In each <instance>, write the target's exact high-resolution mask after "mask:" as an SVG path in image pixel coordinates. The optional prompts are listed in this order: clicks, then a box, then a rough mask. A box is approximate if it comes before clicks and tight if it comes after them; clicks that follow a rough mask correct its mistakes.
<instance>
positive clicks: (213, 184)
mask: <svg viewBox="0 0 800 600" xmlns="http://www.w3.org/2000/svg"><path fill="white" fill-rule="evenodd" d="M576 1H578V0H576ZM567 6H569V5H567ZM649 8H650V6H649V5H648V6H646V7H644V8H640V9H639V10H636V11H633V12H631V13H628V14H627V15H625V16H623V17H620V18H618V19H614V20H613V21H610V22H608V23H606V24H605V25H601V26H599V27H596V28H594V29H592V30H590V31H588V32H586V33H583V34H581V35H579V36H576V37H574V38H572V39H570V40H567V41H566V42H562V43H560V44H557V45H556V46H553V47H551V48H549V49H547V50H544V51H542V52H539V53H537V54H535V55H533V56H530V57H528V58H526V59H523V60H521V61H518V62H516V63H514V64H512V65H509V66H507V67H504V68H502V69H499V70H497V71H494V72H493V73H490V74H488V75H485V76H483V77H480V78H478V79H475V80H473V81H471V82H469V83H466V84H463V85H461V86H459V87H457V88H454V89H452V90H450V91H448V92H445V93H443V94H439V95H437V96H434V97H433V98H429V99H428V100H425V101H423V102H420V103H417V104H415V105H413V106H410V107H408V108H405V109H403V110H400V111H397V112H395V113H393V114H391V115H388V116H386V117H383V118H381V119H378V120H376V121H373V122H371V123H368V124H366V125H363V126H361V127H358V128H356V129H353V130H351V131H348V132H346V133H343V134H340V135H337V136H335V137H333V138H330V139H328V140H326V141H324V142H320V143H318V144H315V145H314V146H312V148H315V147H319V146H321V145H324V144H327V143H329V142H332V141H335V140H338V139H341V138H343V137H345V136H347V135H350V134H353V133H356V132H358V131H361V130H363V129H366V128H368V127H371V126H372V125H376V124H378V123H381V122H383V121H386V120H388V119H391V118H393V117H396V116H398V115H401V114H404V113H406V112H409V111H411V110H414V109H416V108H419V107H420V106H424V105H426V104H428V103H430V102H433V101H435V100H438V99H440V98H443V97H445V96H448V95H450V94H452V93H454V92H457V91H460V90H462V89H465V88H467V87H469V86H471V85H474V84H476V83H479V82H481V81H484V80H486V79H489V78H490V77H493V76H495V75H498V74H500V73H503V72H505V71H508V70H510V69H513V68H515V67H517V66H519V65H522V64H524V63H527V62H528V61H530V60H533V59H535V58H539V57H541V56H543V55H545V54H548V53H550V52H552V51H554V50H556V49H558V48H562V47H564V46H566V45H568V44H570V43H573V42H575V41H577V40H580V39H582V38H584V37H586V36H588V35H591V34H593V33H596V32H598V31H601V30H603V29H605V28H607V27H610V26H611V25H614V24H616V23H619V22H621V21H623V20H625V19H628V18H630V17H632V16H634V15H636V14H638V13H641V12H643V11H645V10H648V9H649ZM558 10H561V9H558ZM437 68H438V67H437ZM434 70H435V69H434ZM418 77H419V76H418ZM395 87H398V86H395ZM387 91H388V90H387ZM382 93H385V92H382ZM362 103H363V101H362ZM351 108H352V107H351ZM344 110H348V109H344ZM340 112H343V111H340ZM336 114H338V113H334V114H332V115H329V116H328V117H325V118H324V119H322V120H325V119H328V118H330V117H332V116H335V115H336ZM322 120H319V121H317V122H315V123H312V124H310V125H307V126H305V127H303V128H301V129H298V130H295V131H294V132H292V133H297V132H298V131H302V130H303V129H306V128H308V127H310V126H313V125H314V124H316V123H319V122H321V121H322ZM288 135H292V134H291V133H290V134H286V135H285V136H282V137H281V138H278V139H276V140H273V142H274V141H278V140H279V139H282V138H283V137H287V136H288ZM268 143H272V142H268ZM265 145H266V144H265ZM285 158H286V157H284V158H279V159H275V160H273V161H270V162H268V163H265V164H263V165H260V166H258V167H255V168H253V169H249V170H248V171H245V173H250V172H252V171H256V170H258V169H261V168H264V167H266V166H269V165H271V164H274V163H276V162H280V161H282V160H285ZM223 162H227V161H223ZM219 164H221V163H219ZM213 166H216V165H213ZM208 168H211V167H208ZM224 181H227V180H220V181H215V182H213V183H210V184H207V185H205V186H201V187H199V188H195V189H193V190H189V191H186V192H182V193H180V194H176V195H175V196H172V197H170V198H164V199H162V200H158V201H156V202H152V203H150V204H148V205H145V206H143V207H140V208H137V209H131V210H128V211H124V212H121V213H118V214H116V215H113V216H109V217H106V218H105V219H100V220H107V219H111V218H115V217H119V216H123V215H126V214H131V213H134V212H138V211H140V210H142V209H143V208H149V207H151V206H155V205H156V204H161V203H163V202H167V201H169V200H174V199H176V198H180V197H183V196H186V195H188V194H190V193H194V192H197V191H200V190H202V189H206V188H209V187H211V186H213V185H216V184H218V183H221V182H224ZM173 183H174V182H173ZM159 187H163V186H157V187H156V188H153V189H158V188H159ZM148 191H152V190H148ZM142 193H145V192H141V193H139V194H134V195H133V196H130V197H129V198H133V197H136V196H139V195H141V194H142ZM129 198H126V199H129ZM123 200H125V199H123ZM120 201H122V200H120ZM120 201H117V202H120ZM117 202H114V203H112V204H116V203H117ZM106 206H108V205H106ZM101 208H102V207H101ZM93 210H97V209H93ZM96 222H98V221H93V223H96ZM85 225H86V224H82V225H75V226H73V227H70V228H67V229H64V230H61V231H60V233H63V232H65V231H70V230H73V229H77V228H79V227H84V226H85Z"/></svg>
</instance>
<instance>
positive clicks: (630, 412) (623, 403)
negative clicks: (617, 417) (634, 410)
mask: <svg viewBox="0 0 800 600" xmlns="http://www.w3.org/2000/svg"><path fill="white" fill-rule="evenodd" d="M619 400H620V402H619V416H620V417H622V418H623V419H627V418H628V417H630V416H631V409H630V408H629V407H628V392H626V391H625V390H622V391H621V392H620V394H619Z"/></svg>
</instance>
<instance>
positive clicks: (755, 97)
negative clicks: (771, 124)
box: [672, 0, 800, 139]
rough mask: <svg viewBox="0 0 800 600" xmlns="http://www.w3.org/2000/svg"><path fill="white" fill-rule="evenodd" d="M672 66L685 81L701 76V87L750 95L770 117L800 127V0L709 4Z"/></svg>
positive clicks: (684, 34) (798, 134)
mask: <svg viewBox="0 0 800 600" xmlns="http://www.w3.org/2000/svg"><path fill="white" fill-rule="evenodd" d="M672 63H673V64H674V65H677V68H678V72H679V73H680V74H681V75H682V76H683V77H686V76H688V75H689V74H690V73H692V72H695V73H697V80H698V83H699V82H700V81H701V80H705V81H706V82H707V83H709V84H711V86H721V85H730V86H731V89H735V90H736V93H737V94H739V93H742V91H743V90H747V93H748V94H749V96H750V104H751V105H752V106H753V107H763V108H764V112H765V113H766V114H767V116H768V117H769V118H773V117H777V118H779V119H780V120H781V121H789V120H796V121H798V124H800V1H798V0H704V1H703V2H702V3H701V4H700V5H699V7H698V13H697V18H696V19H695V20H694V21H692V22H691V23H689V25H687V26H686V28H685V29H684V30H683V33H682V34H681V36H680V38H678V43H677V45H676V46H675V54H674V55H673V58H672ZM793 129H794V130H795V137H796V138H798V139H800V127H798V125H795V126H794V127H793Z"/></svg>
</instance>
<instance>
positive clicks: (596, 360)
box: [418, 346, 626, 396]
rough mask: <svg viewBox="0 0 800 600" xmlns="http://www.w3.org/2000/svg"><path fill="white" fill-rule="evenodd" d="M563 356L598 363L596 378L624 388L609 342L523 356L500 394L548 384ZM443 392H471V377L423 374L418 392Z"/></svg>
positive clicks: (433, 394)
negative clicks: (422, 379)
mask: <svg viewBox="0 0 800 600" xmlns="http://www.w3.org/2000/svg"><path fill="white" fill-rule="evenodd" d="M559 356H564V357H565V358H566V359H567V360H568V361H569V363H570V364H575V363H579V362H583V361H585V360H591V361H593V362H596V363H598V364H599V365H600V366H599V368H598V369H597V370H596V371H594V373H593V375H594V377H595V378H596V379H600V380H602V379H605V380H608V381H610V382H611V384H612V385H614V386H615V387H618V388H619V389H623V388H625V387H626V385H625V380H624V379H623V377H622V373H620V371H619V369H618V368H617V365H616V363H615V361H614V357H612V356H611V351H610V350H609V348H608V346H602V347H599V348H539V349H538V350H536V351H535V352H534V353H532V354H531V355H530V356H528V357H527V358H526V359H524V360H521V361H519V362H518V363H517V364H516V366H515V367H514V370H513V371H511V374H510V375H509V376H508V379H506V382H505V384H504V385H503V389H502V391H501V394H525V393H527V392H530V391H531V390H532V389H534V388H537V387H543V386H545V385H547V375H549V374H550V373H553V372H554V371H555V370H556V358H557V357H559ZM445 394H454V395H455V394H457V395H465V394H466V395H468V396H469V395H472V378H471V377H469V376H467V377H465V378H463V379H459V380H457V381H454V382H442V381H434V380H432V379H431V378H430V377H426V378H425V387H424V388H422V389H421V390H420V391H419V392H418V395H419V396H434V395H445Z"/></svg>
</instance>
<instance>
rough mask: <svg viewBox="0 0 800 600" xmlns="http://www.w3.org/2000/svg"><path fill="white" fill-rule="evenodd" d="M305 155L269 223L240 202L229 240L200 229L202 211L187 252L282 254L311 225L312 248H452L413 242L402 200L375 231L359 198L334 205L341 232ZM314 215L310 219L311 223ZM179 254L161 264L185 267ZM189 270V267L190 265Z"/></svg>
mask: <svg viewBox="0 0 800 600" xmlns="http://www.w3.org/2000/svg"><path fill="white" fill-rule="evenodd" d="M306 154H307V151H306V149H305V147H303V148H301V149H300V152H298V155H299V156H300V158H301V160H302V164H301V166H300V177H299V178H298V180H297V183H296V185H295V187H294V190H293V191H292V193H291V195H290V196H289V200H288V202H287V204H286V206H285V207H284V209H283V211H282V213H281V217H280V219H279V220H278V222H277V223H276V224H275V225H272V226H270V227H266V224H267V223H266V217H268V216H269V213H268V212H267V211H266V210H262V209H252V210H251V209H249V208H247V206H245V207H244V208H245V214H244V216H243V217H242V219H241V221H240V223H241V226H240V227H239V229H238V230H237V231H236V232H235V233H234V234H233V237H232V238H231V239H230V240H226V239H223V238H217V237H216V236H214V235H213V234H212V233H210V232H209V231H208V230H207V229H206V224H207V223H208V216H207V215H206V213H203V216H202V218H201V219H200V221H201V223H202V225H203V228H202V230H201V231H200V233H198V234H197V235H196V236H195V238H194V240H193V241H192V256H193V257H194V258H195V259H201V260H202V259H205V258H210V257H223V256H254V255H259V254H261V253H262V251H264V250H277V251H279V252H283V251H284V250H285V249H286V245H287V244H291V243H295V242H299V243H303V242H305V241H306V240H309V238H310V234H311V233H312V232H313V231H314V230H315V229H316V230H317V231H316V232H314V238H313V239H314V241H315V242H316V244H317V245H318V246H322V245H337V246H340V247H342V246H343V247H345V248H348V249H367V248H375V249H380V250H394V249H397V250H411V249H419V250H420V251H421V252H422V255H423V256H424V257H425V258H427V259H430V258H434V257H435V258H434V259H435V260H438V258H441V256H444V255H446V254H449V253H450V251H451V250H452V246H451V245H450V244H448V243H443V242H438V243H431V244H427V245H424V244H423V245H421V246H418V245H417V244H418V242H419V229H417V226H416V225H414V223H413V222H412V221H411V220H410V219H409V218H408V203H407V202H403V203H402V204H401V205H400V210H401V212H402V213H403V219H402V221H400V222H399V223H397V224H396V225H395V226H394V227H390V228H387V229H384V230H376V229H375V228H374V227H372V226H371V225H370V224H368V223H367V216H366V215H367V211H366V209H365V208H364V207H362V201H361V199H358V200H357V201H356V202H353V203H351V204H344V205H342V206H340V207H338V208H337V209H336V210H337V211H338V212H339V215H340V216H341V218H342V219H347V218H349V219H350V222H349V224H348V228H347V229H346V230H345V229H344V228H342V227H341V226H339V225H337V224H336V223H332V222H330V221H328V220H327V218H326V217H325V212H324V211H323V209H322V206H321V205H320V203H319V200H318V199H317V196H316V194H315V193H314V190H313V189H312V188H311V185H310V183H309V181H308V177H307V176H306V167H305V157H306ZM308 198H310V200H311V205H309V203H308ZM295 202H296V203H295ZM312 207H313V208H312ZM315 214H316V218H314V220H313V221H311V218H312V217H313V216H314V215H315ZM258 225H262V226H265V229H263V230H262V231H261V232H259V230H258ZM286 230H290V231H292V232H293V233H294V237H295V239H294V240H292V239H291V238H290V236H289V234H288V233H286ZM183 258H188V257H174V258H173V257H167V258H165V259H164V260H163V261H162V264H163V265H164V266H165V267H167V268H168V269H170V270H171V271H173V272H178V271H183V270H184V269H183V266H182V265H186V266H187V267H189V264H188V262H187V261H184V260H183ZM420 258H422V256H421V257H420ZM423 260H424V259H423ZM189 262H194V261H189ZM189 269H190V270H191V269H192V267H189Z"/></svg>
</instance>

#### TASK BRIEF:
Could you set down, word for word, only the lines above from the line with "box: [672, 0, 800, 139]" to the line with "66L685 81L701 76V87L750", including both?

#### ANSWER SECTION:
box: [672, 0, 800, 139]
rough mask: <svg viewBox="0 0 800 600" xmlns="http://www.w3.org/2000/svg"><path fill="white" fill-rule="evenodd" d="M672 66L685 81L701 76V87L750 95L770 117L800 127V0L709 4Z"/></svg>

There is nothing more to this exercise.